In mid-September 2017, reports appeared that the makers of Avast antivirus software had been compromised as well, and their virus cleaner CCleaner v5.33 and CCleaner Cloud version 1.07.3191 were altered to distribute malware. Over 2.27 million endpoints were affected in the latest infection. The infection provided attackers remote access to the infected systems which subsequently resulted in a compromised system. A later analysis suggested that a very limited set of companies were the primary targets, but all infected systems were vulnerable.

In early October 2017, reports are surfacing that a legitimate VMware update is being pushed with malware inside the libraries. While details are not available at publication time to link this to a supply chain attack, it does raise suspicions.

The practice of distributing malware using rogue or fake software updates is not new as users of Adobe Flash used to be a frequent target of spoofed updates. The tactic of distributing malware directly through legitimate vendor patches from trusted supply chain vendors is a new and especially disturbing trend because of the difficulties detecting the attack.

Next Steps

This revelation should drive changes in healthcare organizations’ vendor management and patch management processes. For one, the software update/patching process for all devices, including biomedical devices, printers, laboratory, pharma, security cameras, SCADA systems, as well as the traditional IT managed devices such as servers and laptops, should be reviewed to see which devices receive automated patch updates directly from the manufacturer. CIOs and CISOs should perform a risk assessment to determine which systems and software need to be updated immediately, and which systems can be updated from a local server after performing testing and analysis.

At one end of the spectrum, antivirus signature and/or virus definition updates need to be installed almost immediately to counter zero-day threats and may require a direct connection to the vendor. Operating system patches should be installed in a test environment and scanned prior to mass deployment. This analysis should be flexible and consider the Low to Critical rating generally accompanying each update.

Ultimately, there will be workflow and resource impacts. This extra step for some organizations will require more time and delay deployment. Other organizations may need to invest in local scanning tools to monitor the test environment for anomalies following an update.

Strategic sourcing, or procurement, should also review existing contracts with software and hardware vendors, specifically looking for limitations of liability that may impact the amount of damages that could result following an attack. Procurement policies and workflow should be reviewed to ensure that all new contracts include language to reduce the legal, regulatory, or financial impact of a vendor-caused attack.

Software vendors need to review their secure software development life cycle process, specifically enforcing separation of duties, independent testing of source code and executables following revisions, and separate development and production distribution environments. Finally, explore the use of one-way hashes to detect unauthorized changes to executables.

──────

**WORK INSTRUCTIONS:**
1 – Name each practice that the text on supply chain attacks says software vendors should specifically enforce or establish when reviewing their secure software development life cycle process.
2 – Rewrite the passage of the text on supply chain attacks starting at "Ultimately, there will" and ending at "a vendor-caused attack.", swapping every "organizations" for "hospitals".

──────

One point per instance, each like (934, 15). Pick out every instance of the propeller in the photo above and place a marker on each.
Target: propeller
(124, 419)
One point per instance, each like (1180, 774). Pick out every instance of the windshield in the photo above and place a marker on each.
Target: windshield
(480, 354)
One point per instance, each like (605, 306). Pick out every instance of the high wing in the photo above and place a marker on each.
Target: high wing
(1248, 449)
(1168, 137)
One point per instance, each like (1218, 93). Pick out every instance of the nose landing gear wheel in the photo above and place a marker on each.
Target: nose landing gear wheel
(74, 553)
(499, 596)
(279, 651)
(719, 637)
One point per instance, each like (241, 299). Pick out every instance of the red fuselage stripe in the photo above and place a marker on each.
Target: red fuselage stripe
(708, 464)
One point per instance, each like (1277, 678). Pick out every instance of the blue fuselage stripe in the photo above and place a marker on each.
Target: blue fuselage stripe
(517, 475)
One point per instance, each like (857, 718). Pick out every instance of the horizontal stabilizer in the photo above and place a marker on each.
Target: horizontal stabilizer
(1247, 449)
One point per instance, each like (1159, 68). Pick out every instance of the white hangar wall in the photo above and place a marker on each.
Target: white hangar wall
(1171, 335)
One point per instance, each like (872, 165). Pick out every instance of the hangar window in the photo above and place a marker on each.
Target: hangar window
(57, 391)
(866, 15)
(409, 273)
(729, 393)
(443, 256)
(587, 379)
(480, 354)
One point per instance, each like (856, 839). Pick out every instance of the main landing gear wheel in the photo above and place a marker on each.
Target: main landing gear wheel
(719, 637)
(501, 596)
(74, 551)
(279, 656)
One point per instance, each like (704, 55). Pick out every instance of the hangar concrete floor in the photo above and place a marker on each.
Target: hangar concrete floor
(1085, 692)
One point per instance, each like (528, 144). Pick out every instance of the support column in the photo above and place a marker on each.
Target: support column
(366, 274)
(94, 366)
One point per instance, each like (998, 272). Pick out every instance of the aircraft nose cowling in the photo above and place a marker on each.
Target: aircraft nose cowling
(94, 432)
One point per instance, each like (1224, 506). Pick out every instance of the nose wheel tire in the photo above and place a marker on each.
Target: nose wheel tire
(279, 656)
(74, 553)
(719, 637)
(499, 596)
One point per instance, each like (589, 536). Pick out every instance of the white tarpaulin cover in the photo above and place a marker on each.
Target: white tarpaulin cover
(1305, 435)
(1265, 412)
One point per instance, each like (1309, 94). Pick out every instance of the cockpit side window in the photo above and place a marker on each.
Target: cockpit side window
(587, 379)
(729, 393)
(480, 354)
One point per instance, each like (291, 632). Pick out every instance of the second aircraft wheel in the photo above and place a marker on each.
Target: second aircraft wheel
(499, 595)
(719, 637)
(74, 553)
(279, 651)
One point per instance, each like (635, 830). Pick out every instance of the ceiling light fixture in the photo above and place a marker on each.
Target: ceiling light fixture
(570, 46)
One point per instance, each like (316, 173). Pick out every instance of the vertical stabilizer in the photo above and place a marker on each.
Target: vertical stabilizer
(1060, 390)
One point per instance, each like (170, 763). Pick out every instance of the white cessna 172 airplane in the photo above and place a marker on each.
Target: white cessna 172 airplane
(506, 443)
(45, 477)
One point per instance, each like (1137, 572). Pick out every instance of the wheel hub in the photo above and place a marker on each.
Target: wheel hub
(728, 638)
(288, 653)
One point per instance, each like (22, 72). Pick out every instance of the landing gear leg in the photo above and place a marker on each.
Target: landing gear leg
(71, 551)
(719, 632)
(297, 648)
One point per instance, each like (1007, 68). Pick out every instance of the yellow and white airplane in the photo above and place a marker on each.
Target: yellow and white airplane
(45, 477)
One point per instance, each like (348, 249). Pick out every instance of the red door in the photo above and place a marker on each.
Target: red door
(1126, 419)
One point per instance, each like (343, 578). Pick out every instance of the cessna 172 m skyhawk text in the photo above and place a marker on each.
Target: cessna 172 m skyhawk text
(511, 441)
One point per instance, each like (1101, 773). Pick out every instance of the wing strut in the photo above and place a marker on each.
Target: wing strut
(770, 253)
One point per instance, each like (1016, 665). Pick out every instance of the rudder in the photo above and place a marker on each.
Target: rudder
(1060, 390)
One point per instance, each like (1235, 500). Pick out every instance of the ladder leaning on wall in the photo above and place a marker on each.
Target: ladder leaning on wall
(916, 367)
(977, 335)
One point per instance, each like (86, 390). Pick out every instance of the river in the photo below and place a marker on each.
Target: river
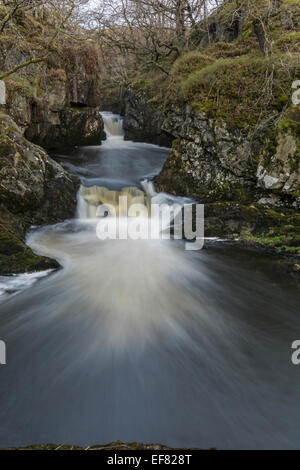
(142, 341)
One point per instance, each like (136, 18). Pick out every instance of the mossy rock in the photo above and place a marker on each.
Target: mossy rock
(17, 258)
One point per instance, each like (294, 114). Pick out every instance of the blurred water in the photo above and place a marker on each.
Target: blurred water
(143, 341)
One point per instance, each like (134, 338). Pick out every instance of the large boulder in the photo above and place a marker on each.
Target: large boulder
(33, 190)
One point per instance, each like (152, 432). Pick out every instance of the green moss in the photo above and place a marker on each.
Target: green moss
(236, 90)
(289, 41)
(188, 63)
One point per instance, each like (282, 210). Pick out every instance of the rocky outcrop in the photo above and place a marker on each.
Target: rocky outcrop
(53, 120)
(58, 105)
(65, 128)
(143, 120)
(211, 163)
(33, 190)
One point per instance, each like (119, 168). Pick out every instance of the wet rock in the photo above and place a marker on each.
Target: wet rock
(143, 120)
(33, 190)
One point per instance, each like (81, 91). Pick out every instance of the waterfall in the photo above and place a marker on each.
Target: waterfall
(113, 125)
(90, 198)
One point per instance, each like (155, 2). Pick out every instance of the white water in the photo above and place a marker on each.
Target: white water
(113, 125)
(143, 341)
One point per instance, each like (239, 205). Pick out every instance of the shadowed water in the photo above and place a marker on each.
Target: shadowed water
(143, 341)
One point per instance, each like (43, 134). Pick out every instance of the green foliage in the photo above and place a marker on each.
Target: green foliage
(188, 63)
(241, 90)
(289, 42)
(222, 50)
(57, 74)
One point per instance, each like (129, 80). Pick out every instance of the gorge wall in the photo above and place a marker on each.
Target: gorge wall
(54, 104)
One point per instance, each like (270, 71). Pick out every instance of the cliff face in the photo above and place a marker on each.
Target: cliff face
(56, 103)
(143, 121)
(63, 112)
(33, 190)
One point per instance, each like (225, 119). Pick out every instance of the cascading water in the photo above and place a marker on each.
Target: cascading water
(139, 340)
(113, 125)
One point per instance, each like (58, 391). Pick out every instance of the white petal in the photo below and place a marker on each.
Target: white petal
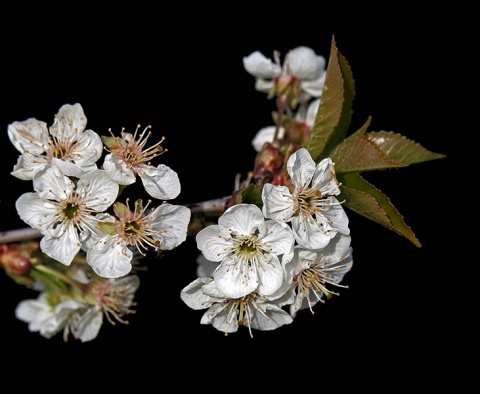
(205, 267)
(88, 149)
(69, 123)
(64, 248)
(27, 166)
(89, 325)
(30, 135)
(259, 66)
(211, 244)
(263, 86)
(275, 317)
(266, 134)
(160, 182)
(308, 234)
(301, 167)
(193, 295)
(305, 64)
(51, 184)
(337, 215)
(235, 280)
(277, 202)
(243, 219)
(118, 170)
(270, 274)
(220, 318)
(37, 213)
(110, 258)
(279, 238)
(171, 224)
(98, 190)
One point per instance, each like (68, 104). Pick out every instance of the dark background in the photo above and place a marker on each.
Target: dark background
(408, 318)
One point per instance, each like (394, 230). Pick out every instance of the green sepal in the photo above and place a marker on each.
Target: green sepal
(250, 195)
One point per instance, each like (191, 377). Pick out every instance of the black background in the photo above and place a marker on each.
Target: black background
(408, 318)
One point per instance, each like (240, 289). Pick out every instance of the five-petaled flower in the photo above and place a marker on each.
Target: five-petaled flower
(64, 210)
(226, 314)
(311, 271)
(128, 158)
(302, 73)
(248, 248)
(311, 207)
(163, 228)
(66, 140)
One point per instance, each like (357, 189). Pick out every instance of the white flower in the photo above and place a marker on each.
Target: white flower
(247, 247)
(302, 63)
(66, 140)
(226, 314)
(129, 158)
(310, 271)
(44, 318)
(315, 214)
(114, 299)
(163, 228)
(64, 210)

──────

**ACTIVITY ANSWERS:**
1 –
- Separation of duties
- Independent testing of source code and executables following revisions
- Separate development and production distribution environments

2 –
Ultimately, there will be workflow and resource impacts. This extra step for some hospitals will require more time and delay deployment. Other hospitals may need to invest in local scanning tools to monitor the test environment for anomalies following an update.

Strategic sourcing, or procurement, should also review existing contracts with software and hardware vendors, specifically looking for limitations of liability that may impact the amount of damages that could result following an attack. Procurement policies and workflow should be reviewed to ensure that all new contracts include language to reduce the legal, regulatory, or financial impact of a vendor-caused attack.